Items =>

- - - - -

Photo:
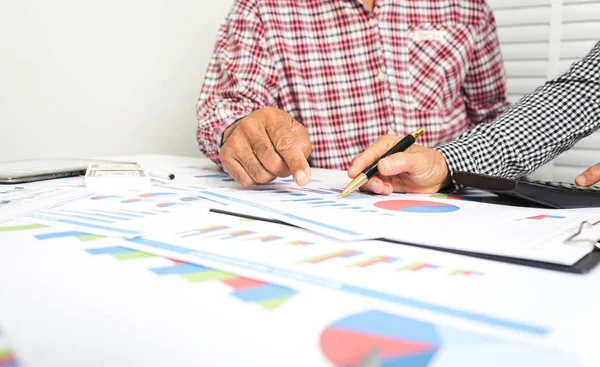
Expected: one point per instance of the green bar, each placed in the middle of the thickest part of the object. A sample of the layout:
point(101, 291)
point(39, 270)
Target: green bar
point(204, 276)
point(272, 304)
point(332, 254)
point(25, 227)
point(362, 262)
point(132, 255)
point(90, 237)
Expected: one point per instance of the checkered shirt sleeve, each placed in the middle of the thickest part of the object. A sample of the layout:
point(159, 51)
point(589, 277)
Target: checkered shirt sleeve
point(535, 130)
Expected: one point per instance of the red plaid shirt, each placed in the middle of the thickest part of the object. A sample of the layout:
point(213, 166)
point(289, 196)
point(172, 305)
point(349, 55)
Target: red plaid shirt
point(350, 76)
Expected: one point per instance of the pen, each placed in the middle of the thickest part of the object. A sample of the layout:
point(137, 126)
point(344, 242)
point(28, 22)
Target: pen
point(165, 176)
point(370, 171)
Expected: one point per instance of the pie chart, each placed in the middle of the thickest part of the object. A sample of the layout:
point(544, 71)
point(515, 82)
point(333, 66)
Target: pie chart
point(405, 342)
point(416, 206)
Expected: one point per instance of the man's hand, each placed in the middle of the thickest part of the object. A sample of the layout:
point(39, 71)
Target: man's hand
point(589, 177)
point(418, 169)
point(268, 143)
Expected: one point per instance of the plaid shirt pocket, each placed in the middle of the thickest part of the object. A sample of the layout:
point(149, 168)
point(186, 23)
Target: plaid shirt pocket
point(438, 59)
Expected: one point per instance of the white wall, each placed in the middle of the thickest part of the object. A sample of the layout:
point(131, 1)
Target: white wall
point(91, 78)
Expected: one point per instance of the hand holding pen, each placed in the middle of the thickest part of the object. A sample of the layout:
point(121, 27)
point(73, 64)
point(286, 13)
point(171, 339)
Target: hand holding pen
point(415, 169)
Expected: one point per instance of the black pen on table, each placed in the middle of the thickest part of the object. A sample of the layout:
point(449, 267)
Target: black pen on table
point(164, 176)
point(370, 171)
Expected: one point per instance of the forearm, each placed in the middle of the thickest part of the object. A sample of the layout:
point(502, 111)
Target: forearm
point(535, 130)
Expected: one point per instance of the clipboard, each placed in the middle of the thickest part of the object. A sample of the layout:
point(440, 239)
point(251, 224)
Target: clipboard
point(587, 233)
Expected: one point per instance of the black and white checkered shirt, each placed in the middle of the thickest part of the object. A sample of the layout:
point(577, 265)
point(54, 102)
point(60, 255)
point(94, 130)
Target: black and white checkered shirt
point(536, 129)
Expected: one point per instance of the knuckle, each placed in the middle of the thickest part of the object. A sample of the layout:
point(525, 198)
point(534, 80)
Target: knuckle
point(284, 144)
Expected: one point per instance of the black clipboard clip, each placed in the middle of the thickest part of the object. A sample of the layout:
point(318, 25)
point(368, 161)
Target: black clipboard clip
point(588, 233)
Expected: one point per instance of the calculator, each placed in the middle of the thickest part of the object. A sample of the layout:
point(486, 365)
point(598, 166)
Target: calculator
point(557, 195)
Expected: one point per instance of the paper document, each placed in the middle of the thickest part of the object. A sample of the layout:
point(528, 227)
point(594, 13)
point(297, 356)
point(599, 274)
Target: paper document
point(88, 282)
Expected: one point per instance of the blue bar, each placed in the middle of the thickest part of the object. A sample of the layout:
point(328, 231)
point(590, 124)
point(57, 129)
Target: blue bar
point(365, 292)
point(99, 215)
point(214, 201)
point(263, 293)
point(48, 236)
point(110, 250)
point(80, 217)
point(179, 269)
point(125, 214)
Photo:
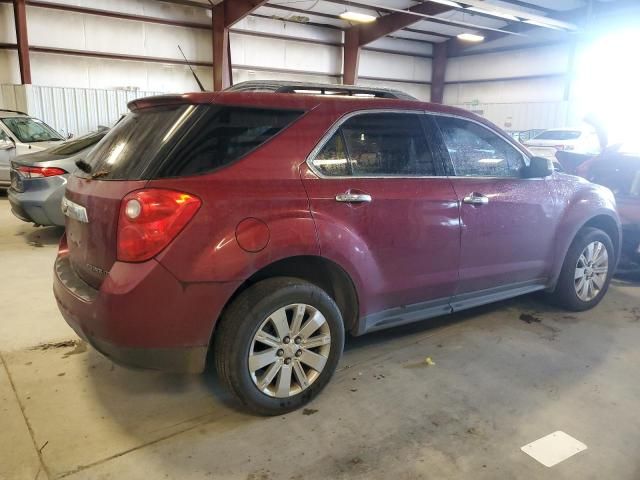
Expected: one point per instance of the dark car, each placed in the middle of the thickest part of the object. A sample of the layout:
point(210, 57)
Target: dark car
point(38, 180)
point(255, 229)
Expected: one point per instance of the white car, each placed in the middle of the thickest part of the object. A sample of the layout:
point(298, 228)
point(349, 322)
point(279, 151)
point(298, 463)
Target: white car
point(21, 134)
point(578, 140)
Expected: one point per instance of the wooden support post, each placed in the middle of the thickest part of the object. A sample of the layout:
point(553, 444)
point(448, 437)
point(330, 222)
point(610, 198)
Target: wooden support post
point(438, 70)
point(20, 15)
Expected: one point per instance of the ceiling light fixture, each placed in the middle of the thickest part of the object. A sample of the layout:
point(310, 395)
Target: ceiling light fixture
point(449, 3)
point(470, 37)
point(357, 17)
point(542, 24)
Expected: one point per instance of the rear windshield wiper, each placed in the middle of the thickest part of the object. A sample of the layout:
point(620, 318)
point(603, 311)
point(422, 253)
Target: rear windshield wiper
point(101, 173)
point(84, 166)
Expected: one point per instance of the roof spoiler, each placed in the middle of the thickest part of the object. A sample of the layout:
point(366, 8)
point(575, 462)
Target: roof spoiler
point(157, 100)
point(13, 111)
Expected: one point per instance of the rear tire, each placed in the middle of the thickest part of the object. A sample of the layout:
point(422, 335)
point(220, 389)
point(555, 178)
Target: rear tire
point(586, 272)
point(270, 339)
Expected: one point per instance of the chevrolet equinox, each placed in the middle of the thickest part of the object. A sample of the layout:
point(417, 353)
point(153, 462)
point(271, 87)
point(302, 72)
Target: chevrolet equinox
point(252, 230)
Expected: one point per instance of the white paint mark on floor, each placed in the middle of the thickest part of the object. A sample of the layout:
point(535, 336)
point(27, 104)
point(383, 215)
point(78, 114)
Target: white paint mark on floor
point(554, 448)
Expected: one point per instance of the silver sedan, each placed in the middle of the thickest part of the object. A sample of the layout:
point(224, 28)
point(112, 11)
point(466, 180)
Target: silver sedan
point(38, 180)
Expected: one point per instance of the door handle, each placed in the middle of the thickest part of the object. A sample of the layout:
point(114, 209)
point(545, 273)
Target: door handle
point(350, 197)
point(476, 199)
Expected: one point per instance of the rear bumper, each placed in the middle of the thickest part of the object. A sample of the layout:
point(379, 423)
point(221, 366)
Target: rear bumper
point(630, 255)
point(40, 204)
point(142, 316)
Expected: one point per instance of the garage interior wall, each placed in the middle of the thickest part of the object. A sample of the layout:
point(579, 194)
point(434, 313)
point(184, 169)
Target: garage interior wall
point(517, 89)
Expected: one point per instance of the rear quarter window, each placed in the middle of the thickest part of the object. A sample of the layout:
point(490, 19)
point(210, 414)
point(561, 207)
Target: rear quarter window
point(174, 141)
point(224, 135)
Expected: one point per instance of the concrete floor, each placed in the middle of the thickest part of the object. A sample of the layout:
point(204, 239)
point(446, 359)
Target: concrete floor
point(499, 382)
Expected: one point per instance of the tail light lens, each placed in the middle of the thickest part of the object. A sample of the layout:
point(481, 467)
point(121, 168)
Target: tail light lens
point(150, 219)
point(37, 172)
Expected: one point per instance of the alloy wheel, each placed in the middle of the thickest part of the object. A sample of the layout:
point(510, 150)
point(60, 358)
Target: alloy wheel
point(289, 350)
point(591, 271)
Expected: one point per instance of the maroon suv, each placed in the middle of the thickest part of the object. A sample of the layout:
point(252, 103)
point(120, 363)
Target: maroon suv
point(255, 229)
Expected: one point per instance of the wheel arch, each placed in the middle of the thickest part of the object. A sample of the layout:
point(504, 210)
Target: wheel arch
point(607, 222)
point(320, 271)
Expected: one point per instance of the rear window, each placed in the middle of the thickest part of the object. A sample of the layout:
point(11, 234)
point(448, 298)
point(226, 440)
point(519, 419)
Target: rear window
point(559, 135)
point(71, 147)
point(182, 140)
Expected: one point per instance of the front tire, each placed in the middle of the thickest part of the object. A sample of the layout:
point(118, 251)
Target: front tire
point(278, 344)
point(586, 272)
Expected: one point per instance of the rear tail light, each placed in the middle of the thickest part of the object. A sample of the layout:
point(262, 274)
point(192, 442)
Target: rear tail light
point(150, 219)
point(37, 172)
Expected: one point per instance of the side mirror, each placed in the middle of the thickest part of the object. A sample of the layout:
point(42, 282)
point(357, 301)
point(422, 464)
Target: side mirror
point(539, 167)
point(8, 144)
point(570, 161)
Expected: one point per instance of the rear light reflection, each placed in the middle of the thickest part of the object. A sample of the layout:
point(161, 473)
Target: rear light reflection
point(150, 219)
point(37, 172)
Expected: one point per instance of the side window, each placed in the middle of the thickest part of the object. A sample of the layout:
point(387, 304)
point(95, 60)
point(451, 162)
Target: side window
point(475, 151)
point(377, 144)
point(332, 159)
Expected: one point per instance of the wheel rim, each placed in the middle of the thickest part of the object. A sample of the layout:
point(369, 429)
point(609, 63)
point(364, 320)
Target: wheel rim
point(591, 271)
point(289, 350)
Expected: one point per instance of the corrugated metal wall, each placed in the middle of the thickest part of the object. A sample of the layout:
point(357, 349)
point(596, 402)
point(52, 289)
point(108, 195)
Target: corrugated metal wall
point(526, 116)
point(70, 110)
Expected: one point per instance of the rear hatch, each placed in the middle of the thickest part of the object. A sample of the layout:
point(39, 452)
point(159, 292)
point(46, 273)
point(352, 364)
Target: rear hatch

- - - - -

Reproduce every line of the records above without changes, starting at the line containing "Expected: one point per instance of the plaid" and ending at the line containing "point(415, 169)".

Response below =>
Expected: one point per instance of the plaid shirt pocket, each placed in the middle of the thickest part of the object. A sample of the layout:
point(149, 168)
point(186, 23)
Target: plaid shirt pocket
point(438, 59)
Expected: one point per instance of the white wall, each placed in the middle of the thickest part of the object. A sample of the layout:
point(131, 1)
Target: white wall
point(91, 78)
Expected: one point per instance of the hand holding pen, each placed in the middle of the thickest part of the object. A sample of the layout:
point(121, 27)
point(73, 64)
point(286, 13)
point(171, 339)
Target: hand holding pen
point(415, 169)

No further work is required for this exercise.